PAGE EXTRACT >>

● ● ● ● ●

To the contention that, since section 5 has separate classifications for dramatic or dramatico-musical compositions and for motion picture photoplays, therefore section 1(d) is not to be interpreted as embracing the latter, it is sufficient to point out that the classification of section 5 is merely for the convenience of the copyright office and of applicants for copyrights. Such interpretation is strengthened by the last paragraph of section 5.
The case of Littleton v. Oliver Ditson Co. (C.C.) 62 F. 597, is stressed as requiring a contrary conclusion. But that case involved different provisions of the law, and is not to be taken as in conflict with an interpretation of those provisions actually before us which is the most reasonable interpretation in the light of what the Supreme Court and various Circuit Courts of Appeal have since said.

● ● ● ● ●

RAW DATA >>
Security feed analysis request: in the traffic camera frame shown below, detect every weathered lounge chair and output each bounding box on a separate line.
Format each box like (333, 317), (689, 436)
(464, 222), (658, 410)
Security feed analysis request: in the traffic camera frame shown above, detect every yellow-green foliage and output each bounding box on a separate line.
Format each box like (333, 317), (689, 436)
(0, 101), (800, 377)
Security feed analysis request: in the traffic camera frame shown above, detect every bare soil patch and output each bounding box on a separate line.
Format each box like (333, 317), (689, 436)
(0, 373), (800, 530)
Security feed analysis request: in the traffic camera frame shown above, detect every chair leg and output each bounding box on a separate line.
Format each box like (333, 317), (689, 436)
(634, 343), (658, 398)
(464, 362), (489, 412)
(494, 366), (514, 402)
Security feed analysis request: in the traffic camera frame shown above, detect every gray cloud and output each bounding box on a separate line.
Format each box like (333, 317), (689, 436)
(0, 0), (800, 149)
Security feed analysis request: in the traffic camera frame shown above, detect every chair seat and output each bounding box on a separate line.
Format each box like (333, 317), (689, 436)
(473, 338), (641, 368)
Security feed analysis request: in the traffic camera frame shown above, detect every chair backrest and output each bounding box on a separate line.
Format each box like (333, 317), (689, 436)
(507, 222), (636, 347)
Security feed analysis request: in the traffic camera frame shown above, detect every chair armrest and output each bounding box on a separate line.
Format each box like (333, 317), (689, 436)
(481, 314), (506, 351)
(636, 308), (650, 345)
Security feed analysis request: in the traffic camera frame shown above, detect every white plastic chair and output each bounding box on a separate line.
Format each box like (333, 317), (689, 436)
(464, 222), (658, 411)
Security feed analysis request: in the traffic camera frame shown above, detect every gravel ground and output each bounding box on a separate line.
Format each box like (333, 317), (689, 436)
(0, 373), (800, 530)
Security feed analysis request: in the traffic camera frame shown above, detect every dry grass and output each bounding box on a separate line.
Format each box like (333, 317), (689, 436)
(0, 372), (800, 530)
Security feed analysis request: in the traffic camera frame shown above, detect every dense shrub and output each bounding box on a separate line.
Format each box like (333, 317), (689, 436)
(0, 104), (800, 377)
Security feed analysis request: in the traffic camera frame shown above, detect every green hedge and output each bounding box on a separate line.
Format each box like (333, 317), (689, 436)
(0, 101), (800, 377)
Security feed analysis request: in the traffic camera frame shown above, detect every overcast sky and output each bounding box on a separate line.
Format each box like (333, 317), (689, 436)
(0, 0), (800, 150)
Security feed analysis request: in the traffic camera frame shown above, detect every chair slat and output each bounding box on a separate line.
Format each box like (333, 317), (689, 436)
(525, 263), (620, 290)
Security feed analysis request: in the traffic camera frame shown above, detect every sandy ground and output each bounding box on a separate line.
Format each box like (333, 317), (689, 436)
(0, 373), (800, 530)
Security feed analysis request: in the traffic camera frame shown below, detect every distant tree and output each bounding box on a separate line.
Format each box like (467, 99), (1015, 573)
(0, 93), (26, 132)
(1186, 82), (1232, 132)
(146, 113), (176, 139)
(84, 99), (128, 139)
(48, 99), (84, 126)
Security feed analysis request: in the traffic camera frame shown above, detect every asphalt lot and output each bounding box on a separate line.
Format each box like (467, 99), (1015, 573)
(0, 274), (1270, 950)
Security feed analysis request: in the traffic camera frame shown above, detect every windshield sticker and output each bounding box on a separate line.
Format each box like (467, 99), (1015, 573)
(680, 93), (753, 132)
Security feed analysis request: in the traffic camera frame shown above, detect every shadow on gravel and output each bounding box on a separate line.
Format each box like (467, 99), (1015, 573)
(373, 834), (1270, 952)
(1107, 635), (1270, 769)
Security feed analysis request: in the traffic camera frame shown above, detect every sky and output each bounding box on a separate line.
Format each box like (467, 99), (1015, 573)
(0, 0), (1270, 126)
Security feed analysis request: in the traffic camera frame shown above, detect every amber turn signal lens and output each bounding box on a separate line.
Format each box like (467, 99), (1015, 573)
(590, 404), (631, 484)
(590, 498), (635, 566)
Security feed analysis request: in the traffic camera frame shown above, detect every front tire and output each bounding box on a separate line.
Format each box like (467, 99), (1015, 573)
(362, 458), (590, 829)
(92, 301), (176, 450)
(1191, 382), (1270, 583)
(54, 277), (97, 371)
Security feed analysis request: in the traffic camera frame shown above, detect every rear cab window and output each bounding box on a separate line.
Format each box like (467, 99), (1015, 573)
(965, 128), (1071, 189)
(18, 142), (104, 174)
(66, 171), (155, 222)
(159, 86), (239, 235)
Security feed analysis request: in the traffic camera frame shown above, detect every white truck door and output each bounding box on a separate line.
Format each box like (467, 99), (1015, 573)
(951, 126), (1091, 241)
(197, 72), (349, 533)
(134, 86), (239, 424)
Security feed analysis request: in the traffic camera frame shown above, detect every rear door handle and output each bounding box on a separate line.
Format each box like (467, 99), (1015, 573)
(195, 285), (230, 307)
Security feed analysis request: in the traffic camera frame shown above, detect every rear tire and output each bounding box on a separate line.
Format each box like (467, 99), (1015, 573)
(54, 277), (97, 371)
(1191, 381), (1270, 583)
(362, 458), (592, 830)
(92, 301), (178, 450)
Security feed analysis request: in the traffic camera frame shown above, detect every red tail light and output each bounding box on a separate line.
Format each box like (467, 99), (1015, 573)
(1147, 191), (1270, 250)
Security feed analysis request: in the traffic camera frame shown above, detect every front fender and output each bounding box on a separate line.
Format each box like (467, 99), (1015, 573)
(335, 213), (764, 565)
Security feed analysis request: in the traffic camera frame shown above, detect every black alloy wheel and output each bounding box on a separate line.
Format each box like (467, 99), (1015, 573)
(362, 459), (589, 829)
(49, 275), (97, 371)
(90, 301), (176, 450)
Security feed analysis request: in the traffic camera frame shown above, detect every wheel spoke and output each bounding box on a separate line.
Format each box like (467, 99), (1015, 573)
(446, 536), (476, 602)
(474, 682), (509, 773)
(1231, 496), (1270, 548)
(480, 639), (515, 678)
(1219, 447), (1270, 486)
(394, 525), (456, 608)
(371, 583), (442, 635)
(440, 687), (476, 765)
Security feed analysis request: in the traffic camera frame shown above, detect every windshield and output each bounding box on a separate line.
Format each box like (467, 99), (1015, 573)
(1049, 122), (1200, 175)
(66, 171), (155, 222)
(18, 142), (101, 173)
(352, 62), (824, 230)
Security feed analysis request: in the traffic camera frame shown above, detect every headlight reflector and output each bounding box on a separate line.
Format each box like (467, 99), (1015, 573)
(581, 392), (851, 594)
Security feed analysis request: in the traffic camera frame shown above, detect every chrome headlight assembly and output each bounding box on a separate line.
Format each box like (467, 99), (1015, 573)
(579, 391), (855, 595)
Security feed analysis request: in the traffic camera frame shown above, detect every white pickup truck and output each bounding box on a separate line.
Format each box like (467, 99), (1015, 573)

● ● ● ● ●

EXERCISE 1 >> Write out the part of the copyright opinion that opens with the words containing "The case of" and closes with "have since said.".
EXERCISE 2 >> Write what comes next in the copyright opinion, picking up after its final sentence.

TASK ANSWER 1 >>
The case of Littleton v. Oliver Ditson Co. (C.C.) 62 F. 597, is stressed as requiring a contrary conclusion. But that case involved different provisions of the law, and is not to be taken as in conflict with an interpretation of those provisions actually before us which is the most reasonable interpretation in the light of what the Supreme Court and various Circuit Courts of Appeal have since said.

TASK ANSWER 2 >>
We find nothing in the congressional debates which indicate a different legislative intent. In fact, the question appears not to have been discussed when sections 5, 11, and 25 were amended in 1912. The debates that occurred with respect to prohibiting and penalizing the unauthorized exhibition, through moving pictures, of copyrighted plays and books, are obviously not apposite to the precise point. Since, then, a motion picture photoplay is to be considered as embraced within the term "dramatic work," as used in section 1(d), and since, if copyrighted, it is an infringement for one without permission "to exhibit, perform, represent, produce, or reproduce it in any manner or by any method whatsoever," projecting it upon the screen is of course within the prohibition. The fact that the construction of the statute here adopted excludes motion pictures other than photoplays may produce an undesirable or even inequable result. But that is a practical, not a legal objection, properly to be addressed to the lawmakers, not to the courts. Only photoplays are here involved.
We now turn to the second question, namely, Does plaintiffs' refusal to arbitrate their claims against the defendants, in accordance with the arbitration provisions in the license contracts, preclude plaintiffs from the right to resort to the present action?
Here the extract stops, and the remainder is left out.